● **ASSIGNMENT**
Could you repeat every line below exactly, skipping the images?

[Annotated photo localization data]
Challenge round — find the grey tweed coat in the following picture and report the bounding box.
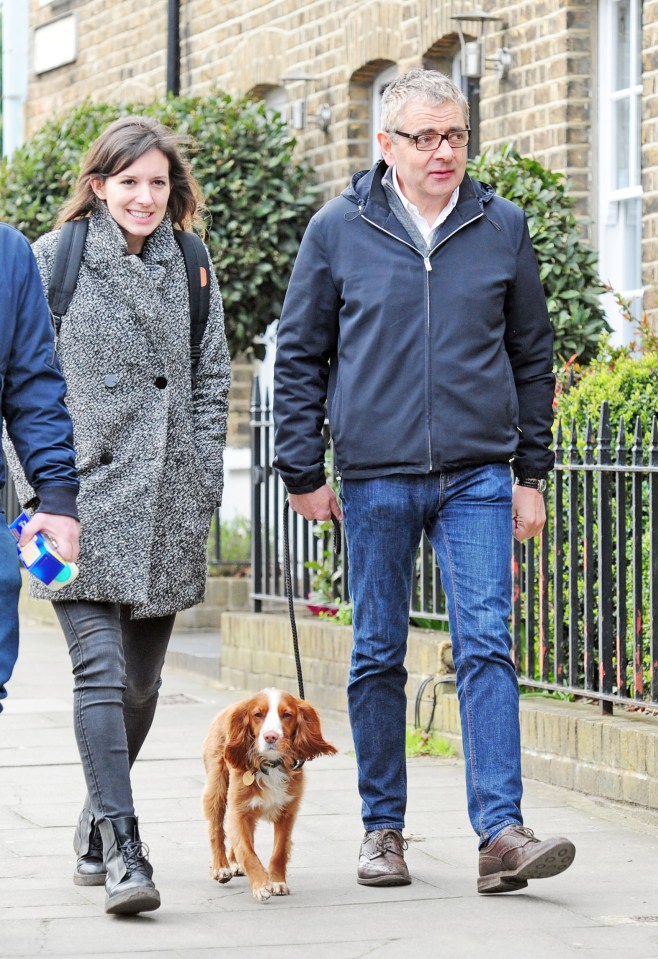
[9,203,231,618]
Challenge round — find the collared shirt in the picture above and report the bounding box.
[390,166,459,242]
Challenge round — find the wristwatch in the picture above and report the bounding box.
[514,476,547,492]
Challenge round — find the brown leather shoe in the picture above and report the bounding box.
[357,829,411,886]
[478,825,575,894]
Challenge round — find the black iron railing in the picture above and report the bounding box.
[251,381,658,713]
[512,403,658,712]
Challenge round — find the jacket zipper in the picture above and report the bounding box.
[360,210,484,472]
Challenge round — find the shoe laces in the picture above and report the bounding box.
[509,825,538,843]
[376,829,408,854]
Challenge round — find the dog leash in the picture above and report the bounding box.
[282,498,341,701]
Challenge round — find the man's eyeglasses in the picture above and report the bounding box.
[394,129,471,151]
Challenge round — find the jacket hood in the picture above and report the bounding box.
[341,159,496,212]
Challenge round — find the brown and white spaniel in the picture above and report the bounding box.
[202,688,337,902]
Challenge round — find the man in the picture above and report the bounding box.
[0,221,79,712]
[273,69,575,894]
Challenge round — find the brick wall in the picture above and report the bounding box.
[27,0,167,130]
[220,611,453,718]
[478,1,595,225]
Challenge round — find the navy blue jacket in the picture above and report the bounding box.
[274,163,555,494]
[0,223,78,516]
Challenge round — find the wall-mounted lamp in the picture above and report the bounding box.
[451,8,511,81]
[280,73,332,133]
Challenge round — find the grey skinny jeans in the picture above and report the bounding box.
[54,600,175,821]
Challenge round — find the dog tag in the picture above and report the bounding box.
[243,771,255,786]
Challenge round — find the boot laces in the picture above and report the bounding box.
[121,839,151,871]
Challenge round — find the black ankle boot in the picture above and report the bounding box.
[97,816,161,915]
[73,803,107,886]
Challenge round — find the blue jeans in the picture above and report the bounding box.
[342,466,522,845]
[54,601,175,820]
[0,509,22,713]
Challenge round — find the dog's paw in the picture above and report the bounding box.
[230,864,245,877]
[270,881,290,896]
[211,866,233,884]
[252,883,274,902]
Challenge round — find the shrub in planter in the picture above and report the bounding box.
[0,94,318,358]
[468,146,609,368]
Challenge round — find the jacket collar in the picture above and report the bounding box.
[343,160,493,237]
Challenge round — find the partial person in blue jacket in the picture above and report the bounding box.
[0,222,80,712]
[274,69,575,895]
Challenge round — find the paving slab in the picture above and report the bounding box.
[2,619,658,958]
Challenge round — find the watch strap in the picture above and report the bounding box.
[514,477,547,492]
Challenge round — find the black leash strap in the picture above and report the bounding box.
[282,499,341,701]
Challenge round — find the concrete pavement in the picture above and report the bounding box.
[3,619,658,958]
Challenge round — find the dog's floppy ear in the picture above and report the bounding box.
[224,700,254,769]
[293,701,338,761]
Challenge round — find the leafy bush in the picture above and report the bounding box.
[0,94,318,358]
[468,146,610,367]
[555,350,658,445]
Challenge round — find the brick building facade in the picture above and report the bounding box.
[22,0,656,331]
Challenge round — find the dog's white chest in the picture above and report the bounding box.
[250,767,295,818]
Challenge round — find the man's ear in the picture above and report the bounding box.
[90,177,106,200]
[377,130,395,167]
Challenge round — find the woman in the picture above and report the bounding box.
[13,116,231,915]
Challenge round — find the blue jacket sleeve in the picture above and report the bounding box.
[273,214,339,494]
[503,213,556,479]
[1,226,79,517]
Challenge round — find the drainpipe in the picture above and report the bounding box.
[2,2,29,157]
[166,0,180,96]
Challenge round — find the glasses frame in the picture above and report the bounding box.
[394,129,471,151]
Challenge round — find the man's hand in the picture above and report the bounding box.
[512,485,546,542]
[18,513,80,563]
[288,484,343,523]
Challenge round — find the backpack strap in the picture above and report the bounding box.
[47,219,89,335]
[173,229,211,387]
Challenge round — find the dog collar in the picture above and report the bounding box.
[242,758,305,785]
[262,759,285,772]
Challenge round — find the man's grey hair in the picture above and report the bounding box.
[380,68,469,134]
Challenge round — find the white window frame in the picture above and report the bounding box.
[370,65,398,164]
[598,0,643,345]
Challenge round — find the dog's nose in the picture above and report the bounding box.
[263,729,280,745]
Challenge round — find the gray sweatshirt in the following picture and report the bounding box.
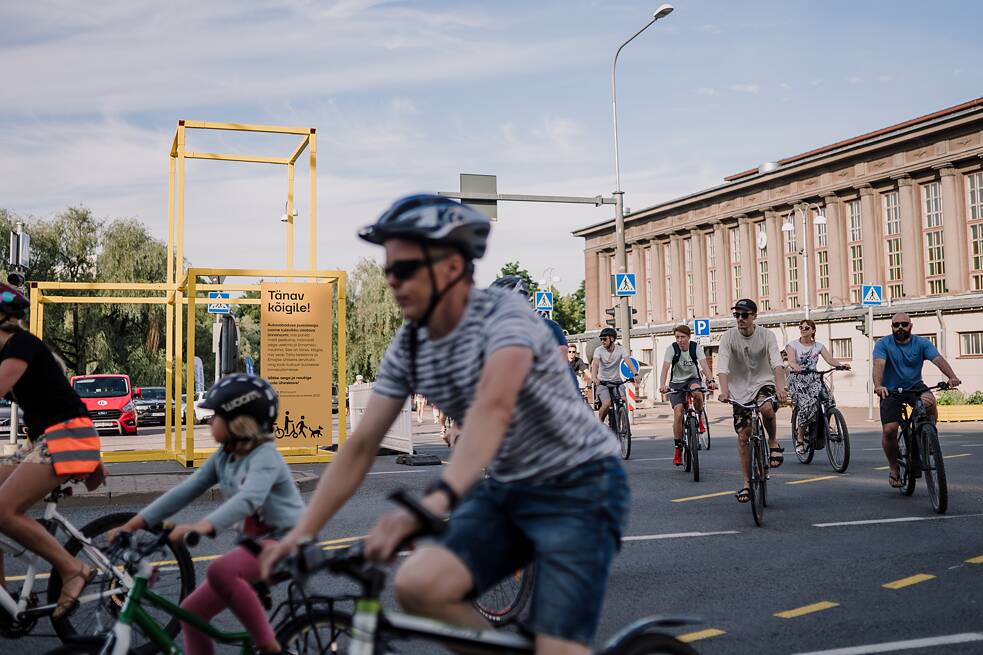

● **WRITTEN SOLUTION**
Challenge round — find the grey tweed coat in the following picture and report the bounding box.
[9,203,231,618]
Challenge round — find the collared shirt in the picture above and report the bounding box.
[390,166,459,242]
Challenge round — find the wristwatch in the picture above and report the bounding box.
[514,476,547,492]
Challenge round — find the brown leather shoe in the picture above and report the bounding box.
[357,829,411,886]
[478,825,575,894]
Challenge round — find the black iron railing in the picture above and report the bounding box.
[251,381,658,713]
[512,403,658,712]
Challenge round — find the jacket zipper in the picture above and report the bounding box.
[360,210,484,472]
Challenge round — find the shoe laces in the picture above and report the bounding box.
[509,825,538,843]
[376,829,408,854]
Challenge round — find the dog leash in the picture above and report the bounding box.
[282,498,341,701]
Challenge round — find the man's eyeglasses in the picture above and report the bounding box.
[394,129,471,151]
Challenge round — find the jacket hood in the picture above and report the bounding box.
[341,159,496,212]
Challenge round — find the brown and white spaniel in the picture above and report the bounding box.
[202,688,337,902]
Challenge round — find the man in the picture above and report the bounding box.
[0,221,79,712]
[273,69,575,894]
Challenge round — find the brick wall in the picture above and report the bounding box.
[27,0,167,130]
[220,611,453,718]
[478,1,595,225]
Challenge round — find the navy blue jacket in the picture above and report the bounding box.
[274,163,555,494]
[0,223,78,516]
Challenge round — find the wall-mounted lamp in the picture above and report the bounding box.
[451,8,511,81]
[280,73,332,133]
Challenge round — find the grey skinny jeans in the picture above and report the bounding box.
[54,600,175,821]
Challenge round — find the dog tag in the picture above and report the bounding box.
[243,771,255,786]
Challenge round — find the boot laces in the picture above and report the bounding box.
[121,839,151,871]
Challenge round — find the black ankle boot in the picture above and report the bounding box.
[97,816,161,915]
[73,803,107,886]
Challenge round — find the blue jeans in the picture above and report the bounding box.
[342,466,522,845]
[54,601,175,820]
[0,509,22,713]
Challenge round — find the dog's paw in the picture above and report the bounding box.
[230,864,245,877]
[270,881,290,896]
[211,866,233,884]
[252,883,274,902]
Challenge round — find the shrub in planter in the picture above and report the bounding box.
[0,94,318,358]
[468,146,609,368]
Challenge round — find the jacket collar in the picture above and report the bounding box.
[343,160,493,237]
Challenge round — find the partial person in blue jacket in the picture above and report the bounding box.
[0,222,80,712]
[274,69,575,895]
Challenge round — find the paving slab in the picture above and report the bounding box.
[2,619,658,958]
Challenge round — find the watch strap in the picture above and report the bounding box.
[514,477,547,492]
Challenge round — find the black leash strap in the picture above and report the bounding box.
[282,499,341,701]
Challenge round — find the concrete pavement in the picture above and report the bounding box.
[3,619,658,958]
Challenge round — find the dog's floppy ear in the picture above and report the bounding box.
[224,700,254,769]
[293,701,338,761]
Challenge round — find the leafy bush in the picture above and report the bounding box.
[0,94,318,358]
[468,146,610,367]
[555,350,658,445]
Challenge round — find the brick building facade in the picture above and report the bounding box.
[22,0,656,331]
Challenge round — find the dog's white chest in the picture above and report the bounding box.
[250,767,295,818]
Challenge round — find the man's ear in the picture above and report the bounding box.
[90,177,106,200]
[377,130,395,167]
Challenge round — find the woman in the picture above and report the bounding box.
[13,116,231,915]
Challenge round — find the blue jacket sleeve in the picture above and report the bounding box.
[273,214,339,494]
[503,213,556,479]
[1,226,79,517]
Challenge round — find the drainpipe in the picture above and report the bounding box.
[2,2,29,157]
[166,0,180,96]
Challenge round — find the glasses frame in the picture above and report the bounding box.
[394,129,471,151]
Challenge round — find the man's hand in the picture above and report the bounding box.
[512,485,546,542]
[18,513,80,563]
[288,484,343,523]
Challenge round — find the backpack strap in the picture above and report the bounding box.
[47,219,89,335]
[173,229,211,387]
Challenge round — find the dog collar in the picture above and report the bounding box.
[242,758,305,785]
[262,759,285,772]
Challenge round — find the man's grey hair in the picture above and report the bounding box.
[380,68,469,134]
Challenge round — find the white window frame in the picture above and report the bounding box.
[370,65,398,164]
[598,0,643,345]
Challenge round — find the dog's nose in the picture above and report the bounding box.
[263,729,280,745]
Challenge round — find the gray sweatshirt in the following picture and report the bounding box.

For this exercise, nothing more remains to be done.